# Written exercise
Repeat the listing exactly as given, omitting every image.

# Information shown
+++
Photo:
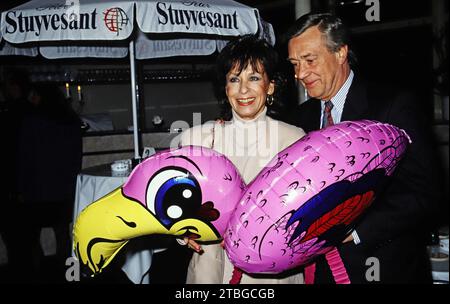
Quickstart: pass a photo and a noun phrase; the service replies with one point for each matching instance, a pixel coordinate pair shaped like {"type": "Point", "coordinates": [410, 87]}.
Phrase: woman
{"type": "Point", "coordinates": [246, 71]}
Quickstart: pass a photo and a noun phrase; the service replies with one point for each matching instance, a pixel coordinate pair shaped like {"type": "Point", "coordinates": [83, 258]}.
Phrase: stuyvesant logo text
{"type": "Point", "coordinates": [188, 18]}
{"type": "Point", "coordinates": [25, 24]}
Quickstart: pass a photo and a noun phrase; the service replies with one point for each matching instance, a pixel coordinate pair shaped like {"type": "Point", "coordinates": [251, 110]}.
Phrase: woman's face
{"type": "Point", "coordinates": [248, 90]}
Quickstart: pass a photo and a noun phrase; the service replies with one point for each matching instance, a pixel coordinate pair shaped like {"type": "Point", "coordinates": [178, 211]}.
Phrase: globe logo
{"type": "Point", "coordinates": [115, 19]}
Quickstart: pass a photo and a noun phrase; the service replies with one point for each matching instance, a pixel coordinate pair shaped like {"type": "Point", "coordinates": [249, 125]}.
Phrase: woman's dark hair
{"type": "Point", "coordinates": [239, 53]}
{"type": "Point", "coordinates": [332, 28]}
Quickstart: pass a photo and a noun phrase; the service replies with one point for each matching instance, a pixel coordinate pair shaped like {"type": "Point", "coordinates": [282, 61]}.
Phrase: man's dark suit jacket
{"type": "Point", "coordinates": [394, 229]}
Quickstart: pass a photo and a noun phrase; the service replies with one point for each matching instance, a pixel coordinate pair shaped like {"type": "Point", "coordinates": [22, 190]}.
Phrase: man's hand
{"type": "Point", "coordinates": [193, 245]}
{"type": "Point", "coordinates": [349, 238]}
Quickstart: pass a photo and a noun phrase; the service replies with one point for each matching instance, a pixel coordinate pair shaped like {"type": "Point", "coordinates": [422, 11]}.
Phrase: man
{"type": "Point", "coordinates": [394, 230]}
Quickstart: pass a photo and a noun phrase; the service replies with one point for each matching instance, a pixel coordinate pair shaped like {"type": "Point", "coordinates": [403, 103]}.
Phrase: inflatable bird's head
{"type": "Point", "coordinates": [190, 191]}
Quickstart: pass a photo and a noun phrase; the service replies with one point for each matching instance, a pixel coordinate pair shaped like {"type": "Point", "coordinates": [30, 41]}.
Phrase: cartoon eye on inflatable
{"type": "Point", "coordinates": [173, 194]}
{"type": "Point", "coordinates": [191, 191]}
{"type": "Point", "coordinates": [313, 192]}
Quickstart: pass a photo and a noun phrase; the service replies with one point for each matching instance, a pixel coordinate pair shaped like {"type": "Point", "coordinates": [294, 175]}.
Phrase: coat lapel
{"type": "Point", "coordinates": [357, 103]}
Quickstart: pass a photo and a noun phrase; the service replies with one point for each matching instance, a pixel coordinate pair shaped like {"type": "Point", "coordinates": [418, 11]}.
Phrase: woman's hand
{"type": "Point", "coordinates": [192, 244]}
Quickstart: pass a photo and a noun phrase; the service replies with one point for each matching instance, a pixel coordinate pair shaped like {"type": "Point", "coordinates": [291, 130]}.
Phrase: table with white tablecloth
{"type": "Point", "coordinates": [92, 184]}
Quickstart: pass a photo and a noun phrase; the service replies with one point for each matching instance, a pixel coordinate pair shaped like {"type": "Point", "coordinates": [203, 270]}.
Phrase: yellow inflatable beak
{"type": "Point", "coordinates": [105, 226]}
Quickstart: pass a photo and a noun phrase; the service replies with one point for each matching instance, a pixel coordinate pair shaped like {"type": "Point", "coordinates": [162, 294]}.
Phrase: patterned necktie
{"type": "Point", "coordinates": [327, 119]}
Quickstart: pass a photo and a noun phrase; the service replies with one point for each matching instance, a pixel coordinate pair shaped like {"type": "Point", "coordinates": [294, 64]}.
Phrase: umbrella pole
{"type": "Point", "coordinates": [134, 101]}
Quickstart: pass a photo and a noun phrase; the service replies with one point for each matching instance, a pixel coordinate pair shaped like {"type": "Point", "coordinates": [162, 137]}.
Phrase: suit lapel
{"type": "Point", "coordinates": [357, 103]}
+++
# Answer to this exercise
Photo:
Quickstart: pass a photo and a noun phrase; the service replies with one point for each matching instance, a pixel coordinate pair shaped like {"type": "Point", "coordinates": [410, 87]}.
Phrase: woman
{"type": "Point", "coordinates": [246, 71]}
Quickstart: pass a photo and a noun phrase; the service replies with one point for each matching instance, a pixel coordinate pair shaped like {"type": "Point", "coordinates": [83, 258]}.
Phrase: stuyvesant logo text
{"type": "Point", "coordinates": [188, 18]}
{"type": "Point", "coordinates": [25, 24]}
Quickstart: pass a photo and a noun phrase; the service replies with one point for each matching instance, a pixel coordinate pair shaped like {"type": "Point", "coordinates": [251, 110]}.
Phrase: woman's face
{"type": "Point", "coordinates": [248, 90]}
Quickstart: pass a photo and a noun phrase; the service replies with one point for each matching instance, a pixel coordinate pair shaped like {"type": "Point", "coordinates": [178, 211]}.
Phrase: globe logo
{"type": "Point", "coordinates": [115, 19]}
Quickstart: pass a photo and a noun phrase; the service replies with one point for each matching instance, a pixel coordinate pair shaped like {"type": "Point", "coordinates": [249, 125]}.
Phrase: woman's dark hair
{"type": "Point", "coordinates": [239, 53]}
{"type": "Point", "coordinates": [332, 28]}
Quickstart: pass a photo and a noun phrase; the service replies with one point for each matching instance, a pixel coordinate pair shaped like {"type": "Point", "coordinates": [282, 61]}.
Phrase: man's dark suit jacket
{"type": "Point", "coordinates": [394, 229]}
Quickstart: pass a photo and a noun phrase; the service replies with one point for each matching instance, a pixel coordinate pair shaped like {"type": "Point", "coordinates": [22, 190]}.
Phrase: man's hand
{"type": "Point", "coordinates": [193, 245]}
{"type": "Point", "coordinates": [349, 238]}
Quickstart: pass a photo and a noun phrase; the service replies with one point for each matching instance, a pixel coordinate pair shaped like {"type": "Point", "coordinates": [422, 11]}.
Phrase: man
{"type": "Point", "coordinates": [394, 230]}
Quickstart: pass a photo and a noun phrase; the service replies with one point for each matching instance, a pixel coordinate pair shaped like {"type": "Point", "coordinates": [403, 103]}.
Phrase: inflatable bird's head
{"type": "Point", "coordinates": [190, 191]}
Quickstart: pass a photo and a noun phrase; the service replies with one point for each matching instance, a pixel coordinate pair shaped like {"type": "Point", "coordinates": [30, 41]}.
Phrase: cartoon eye on inflatable
{"type": "Point", "coordinates": [173, 194]}
{"type": "Point", "coordinates": [191, 191]}
{"type": "Point", "coordinates": [313, 192]}
Quickstart: pass a photo and a noun phrase; the service replies with one point for each matching instance, a pixel coordinate pair shaped like {"type": "Point", "coordinates": [294, 175]}.
Phrase: coat lapel
{"type": "Point", "coordinates": [357, 103]}
Quickstart: pass a photo and a noun phrase; the service replies with one point for each matching instance, a pixel coordinate pair shaped like {"type": "Point", "coordinates": [418, 11]}.
Phrase: woman's hand
{"type": "Point", "coordinates": [192, 244]}
Quickstart: pass a photo and a noun phrase; the service replies with one point for each matching instance, a pixel coordinate pair shaped like {"type": "Point", "coordinates": [291, 130]}.
Phrase: table with white tablecloth
{"type": "Point", "coordinates": [92, 184]}
Quickstart: pass a photo and a noun phrase; the service replies with one point for each matching instance, a pixel coordinate pair shaped like {"type": "Point", "coordinates": [203, 270]}.
Phrase: yellow inflatable beak
{"type": "Point", "coordinates": [105, 226]}
Quickstart: pass a photo and a noun phrase; the service replies with one point for each matching instance, a pixel coordinate pair shaped like {"type": "Point", "coordinates": [162, 294]}.
Phrase: patterned necktie
{"type": "Point", "coordinates": [327, 119]}
Quickstart: pass a photo and a noun phrase; the service replies with one point for each matching instance, a pixel coordinate pair shaped like {"type": "Point", "coordinates": [294, 64]}.
Phrase: umbrella pole
{"type": "Point", "coordinates": [134, 101]}
Quickstart: pass a photo and a noun phrase; the service replies with one point for each matching instance, a pixel coordinate pair shaped like {"type": "Point", "coordinates": [162, 137]}.
Phrase: suit lapel
{"type": "Point", "coordinates": [357, 103]}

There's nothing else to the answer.